:: EXERCISE DATA

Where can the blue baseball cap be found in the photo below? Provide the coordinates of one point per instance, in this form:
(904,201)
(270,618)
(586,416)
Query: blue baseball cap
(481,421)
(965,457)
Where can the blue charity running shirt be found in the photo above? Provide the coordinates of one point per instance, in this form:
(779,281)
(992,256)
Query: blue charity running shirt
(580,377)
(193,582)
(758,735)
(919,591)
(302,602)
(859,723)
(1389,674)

::::

• [SET PROBLEM]:
Quote word for word the stretch of the data from the line containing "Where can the blue charity" through the end of the data.

• [EXERCISE RESPONSE]:
Where can the blue charity running shirt be found in the photo above? Provide the coordinates of one point per instance, in this form:
(779,281)
(992,256)
Query: blue charity running shirt
(580,377)
(193,582)
(758,735)
(919,591)
(302,602)
(859,723)
(1389,674)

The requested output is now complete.